_SOURCE PASSAGE_.
┌────────
Pairing Wine with Middle Eastern Cuisine


So much cultural diversity seeps into Middle Eastern cuisine. Some commonly used spices include cinnamon, cumin, coriander and black pepper. Garlic, parsley and mint are also popular ingredients in many dishes and salads. You'll rarely encounter seafood; instead, you'll find several varieties of meat and vegetable dishes rich in the above-mentioned spices and fruits such as dates or figs. Over the past few years, Lebanese wines have gained much popularity. Now internationally acclaimed, they come in many different styles, each displaying profound and complex character. When it comes to pairing Middle Eastern dishes with just the right wine, you know you can't go wrong with a flavorful red from Lebanon. If you prefer white wine, your best bet would be to go with very a light refreshing grape variety, such as a Saumur, Muscadet, Soave or Trebbiano.


Photo: Marta

Couscous - You can find a similar dish at Les Deux Oliviers.

Les Frères Couillaud Domaine De La Ragotière
$14.75 - Delicate with refreshing acidity and floral/fruity aromas.

Massaya Classic, $16.80 - Dry and spicy with refreshing acidity and firm tannins. With 15.5% alcohol, this wine definitely comes with a kick, so it's best served slightly chilled.
└────────
_DATASET EXTRACT_.
┌────────
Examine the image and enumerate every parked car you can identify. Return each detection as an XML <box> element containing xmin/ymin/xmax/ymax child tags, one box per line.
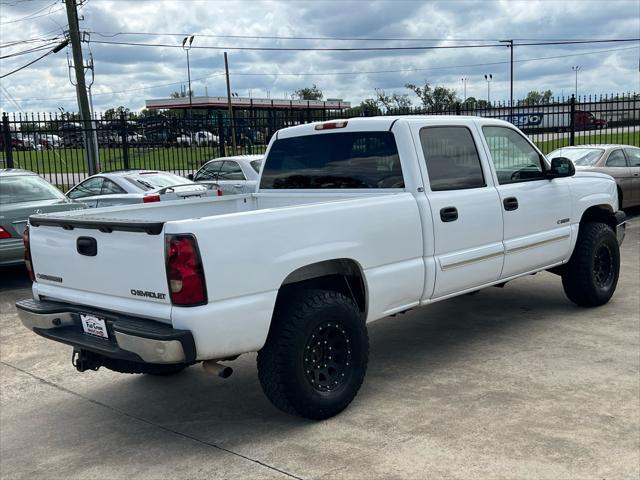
└────────
_PROBLEM REQUIREMENTS_. Using the wine-pairing article, explain in one to three sentences why the Massaya Classic is best served slightly chilled. These lines have nothing to do with the wine-pairing article.

_RESPONSE AREA_. The Massaya Classic has 15.5% alcohol, so it comes with a kick. For that reason, the article advises serving it slightly chilled.